EXERCISE OBJECTIVE >> Reproduce verbatim the lines of the records from the line containing "--target metal roof" up to and including the line containing "M 282 91 L 289".

--- begin PROVIDED INFORMATION ---

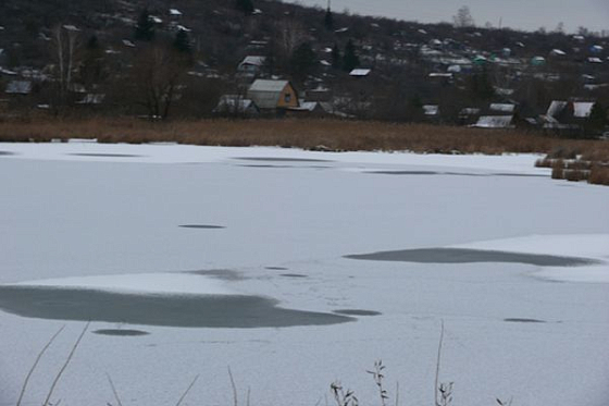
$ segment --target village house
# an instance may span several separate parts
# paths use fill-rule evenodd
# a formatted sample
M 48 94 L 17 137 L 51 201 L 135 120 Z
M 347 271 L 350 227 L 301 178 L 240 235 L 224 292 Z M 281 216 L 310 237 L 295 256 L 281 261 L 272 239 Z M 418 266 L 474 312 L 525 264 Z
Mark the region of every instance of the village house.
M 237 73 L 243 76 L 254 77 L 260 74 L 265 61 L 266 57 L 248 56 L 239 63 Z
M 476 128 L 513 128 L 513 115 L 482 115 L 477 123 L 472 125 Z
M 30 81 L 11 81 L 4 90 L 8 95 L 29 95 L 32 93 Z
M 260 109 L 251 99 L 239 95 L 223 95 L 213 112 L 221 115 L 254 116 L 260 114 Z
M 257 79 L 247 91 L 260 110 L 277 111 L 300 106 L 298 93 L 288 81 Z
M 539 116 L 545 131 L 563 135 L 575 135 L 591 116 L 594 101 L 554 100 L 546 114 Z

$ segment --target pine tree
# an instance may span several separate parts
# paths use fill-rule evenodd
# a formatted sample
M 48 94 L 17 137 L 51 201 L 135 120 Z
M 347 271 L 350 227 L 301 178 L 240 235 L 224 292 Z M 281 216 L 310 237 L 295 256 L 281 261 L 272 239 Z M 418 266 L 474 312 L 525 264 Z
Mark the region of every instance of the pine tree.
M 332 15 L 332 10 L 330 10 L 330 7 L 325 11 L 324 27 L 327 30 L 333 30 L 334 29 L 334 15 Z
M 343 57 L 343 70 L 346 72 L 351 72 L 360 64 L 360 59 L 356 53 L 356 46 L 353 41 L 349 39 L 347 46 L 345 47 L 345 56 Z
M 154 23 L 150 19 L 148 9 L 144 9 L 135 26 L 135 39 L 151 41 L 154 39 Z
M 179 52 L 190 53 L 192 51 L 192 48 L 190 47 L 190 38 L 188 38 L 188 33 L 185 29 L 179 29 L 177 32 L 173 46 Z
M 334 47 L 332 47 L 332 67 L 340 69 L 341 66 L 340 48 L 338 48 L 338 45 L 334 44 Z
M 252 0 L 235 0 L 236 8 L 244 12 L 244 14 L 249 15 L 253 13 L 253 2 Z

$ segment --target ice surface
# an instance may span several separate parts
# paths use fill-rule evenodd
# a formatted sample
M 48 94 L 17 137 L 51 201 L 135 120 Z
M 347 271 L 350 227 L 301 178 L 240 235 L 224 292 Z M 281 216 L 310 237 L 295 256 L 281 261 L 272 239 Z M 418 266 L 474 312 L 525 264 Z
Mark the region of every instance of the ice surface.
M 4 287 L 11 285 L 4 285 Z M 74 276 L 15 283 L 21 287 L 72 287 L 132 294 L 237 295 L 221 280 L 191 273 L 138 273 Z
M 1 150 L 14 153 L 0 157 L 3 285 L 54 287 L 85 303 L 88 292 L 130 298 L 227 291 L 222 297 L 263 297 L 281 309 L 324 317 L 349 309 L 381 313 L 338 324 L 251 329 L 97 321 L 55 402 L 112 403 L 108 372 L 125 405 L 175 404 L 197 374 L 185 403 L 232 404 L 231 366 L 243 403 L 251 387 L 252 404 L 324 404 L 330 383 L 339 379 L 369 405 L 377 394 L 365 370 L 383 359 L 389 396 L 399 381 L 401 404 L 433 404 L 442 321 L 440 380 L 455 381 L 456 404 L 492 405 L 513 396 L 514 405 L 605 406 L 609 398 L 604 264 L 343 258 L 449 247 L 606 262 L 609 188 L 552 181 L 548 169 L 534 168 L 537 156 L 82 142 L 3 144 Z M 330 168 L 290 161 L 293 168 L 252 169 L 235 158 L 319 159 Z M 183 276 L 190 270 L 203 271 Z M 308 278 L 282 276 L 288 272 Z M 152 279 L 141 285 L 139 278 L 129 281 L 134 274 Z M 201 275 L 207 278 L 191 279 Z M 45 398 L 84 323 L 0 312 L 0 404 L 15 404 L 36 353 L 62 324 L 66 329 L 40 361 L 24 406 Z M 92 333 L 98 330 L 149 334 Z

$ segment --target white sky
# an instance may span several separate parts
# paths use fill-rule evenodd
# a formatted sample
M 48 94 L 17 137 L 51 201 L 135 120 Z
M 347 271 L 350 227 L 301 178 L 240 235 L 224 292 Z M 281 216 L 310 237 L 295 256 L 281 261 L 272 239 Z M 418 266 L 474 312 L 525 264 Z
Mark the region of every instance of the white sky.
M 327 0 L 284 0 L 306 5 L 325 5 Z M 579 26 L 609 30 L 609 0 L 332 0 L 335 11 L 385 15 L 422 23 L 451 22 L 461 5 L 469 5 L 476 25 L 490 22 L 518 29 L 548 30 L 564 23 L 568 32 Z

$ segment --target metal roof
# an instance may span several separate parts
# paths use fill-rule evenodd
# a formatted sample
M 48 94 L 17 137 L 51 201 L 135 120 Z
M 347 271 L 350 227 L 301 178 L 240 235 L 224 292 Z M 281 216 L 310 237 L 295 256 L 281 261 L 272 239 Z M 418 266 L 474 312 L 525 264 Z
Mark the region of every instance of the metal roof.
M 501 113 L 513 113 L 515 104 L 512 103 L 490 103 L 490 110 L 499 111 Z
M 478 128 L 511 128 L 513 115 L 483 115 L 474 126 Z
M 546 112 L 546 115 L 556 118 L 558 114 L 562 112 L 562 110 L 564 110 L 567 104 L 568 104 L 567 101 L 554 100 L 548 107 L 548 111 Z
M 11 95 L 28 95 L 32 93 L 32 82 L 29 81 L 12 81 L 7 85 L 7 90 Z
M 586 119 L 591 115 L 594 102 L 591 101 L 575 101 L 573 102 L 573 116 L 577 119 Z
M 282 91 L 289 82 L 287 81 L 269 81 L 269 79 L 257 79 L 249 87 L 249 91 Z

--- end PROVIDED INFORMATION ---
--- begin PROVIDED INFORMATION ---

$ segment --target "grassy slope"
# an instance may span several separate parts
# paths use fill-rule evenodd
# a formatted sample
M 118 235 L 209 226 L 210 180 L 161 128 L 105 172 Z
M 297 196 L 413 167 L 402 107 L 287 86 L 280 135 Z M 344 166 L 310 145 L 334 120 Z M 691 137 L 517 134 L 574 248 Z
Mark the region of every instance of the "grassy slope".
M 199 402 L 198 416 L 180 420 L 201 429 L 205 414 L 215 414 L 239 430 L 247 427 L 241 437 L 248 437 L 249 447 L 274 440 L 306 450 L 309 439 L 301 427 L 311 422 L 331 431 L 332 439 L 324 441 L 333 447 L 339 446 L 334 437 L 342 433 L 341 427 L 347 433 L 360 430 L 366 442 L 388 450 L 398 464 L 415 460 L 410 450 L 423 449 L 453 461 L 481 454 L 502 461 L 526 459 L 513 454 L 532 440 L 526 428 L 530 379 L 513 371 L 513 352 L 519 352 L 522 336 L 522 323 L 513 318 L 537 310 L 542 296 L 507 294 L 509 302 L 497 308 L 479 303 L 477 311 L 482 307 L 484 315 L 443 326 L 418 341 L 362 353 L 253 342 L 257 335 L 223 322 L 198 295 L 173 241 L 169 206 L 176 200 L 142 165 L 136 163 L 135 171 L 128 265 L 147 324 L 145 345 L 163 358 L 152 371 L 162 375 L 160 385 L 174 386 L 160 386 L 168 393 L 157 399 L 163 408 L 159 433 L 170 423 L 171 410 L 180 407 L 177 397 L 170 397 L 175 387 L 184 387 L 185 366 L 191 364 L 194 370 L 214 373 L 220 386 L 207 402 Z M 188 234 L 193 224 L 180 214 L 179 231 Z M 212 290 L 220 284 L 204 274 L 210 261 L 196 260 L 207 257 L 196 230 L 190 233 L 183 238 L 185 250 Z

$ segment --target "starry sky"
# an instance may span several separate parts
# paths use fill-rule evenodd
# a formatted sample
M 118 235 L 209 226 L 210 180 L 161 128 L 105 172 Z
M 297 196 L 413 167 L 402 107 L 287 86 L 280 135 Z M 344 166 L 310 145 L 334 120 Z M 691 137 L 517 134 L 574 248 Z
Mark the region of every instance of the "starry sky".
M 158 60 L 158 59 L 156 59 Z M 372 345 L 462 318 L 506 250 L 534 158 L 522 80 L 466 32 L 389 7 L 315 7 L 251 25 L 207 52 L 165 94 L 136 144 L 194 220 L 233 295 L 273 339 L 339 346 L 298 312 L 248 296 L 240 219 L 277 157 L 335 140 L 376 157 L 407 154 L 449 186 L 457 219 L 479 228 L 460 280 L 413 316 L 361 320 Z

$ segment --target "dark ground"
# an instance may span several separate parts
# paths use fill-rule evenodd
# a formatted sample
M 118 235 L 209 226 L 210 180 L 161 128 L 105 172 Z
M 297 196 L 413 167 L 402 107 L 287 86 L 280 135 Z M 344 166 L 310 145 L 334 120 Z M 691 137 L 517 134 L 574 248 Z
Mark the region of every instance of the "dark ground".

--- end PROVIDED INFORMATION ---
--- begin PROVIDED INFORMATION ---

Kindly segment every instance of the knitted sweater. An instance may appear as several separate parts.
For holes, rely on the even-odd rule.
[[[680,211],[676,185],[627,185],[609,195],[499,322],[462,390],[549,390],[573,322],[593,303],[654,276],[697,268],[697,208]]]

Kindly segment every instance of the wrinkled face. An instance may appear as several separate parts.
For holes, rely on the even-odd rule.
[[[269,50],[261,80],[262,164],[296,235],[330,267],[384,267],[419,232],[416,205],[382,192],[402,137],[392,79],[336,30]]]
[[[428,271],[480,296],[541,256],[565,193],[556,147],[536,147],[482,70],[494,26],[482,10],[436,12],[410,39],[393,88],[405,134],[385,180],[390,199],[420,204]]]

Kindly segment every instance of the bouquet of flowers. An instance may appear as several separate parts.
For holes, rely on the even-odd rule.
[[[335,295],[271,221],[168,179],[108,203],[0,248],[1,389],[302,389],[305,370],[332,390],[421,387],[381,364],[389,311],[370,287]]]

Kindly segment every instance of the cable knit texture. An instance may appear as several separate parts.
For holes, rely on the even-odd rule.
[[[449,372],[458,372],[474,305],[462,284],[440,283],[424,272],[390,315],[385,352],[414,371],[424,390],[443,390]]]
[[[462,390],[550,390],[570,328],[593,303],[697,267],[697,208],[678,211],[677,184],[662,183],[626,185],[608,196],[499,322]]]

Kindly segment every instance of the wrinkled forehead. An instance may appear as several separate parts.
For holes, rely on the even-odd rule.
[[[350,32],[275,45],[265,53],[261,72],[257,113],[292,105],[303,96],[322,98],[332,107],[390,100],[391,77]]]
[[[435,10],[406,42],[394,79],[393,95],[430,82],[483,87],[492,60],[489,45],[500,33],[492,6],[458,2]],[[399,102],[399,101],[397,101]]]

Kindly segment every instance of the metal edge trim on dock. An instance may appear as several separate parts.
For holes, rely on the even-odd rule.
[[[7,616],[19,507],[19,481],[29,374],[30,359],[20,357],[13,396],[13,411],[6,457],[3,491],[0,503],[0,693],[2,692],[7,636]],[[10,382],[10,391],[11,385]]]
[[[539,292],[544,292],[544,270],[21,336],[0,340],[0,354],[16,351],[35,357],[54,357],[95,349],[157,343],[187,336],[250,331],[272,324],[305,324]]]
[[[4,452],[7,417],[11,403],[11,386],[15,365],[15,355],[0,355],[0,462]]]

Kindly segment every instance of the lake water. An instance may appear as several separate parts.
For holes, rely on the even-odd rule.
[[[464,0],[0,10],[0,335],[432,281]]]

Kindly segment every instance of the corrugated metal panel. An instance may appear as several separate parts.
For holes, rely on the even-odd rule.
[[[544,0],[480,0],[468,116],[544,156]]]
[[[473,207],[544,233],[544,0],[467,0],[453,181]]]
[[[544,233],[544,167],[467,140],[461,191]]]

--- end PROVIDED INFORMATION ---

TASK SOLUTION >>
$ segment --target metal roof
# an instance may span several separate parts
# paths use fill-rule evenodd
# a formatted sample
M 48 94 L 17 137 L 51 201 L 135 120 Z
M 347 271 L 350 227 L 301 178 L 240 235 L 224 292 Z M 281 216 L 310 237 L 295 256 L 281 261 L 272 239 Z M 418 266 L 474 312 L 525 264 Z
Mark the region of every instance of the metal roof.
M 501 113 L 513 113 L 515 104 L 512 103 L 490 103 L 490 110 L 499 111 Z
M 478 128 L 511 128 L 513 115 L 483 115 L 474 126 Z
M 546 112 L 546 115 L 556 118 L 558 114 L 562 112 L 562 110 L 564 110 L 567 104 L 568 104 L 567 101 L 554 100 L 548 107 L 548 111 Z
M 11 95 L 28 95 L 32 93 L 32 82 L 29 81 L 12 81 L 7 85 L 7 90 Z
M 586 119 L 591 115 L 594 102 L 591 101 L 575 101 L 573 102 L 573 116 L 577 119 Z
M 282 91 L 289 82 L 287 81 L 269 81 L 269 79 L 257 79 L 249 87 L 249 91 Z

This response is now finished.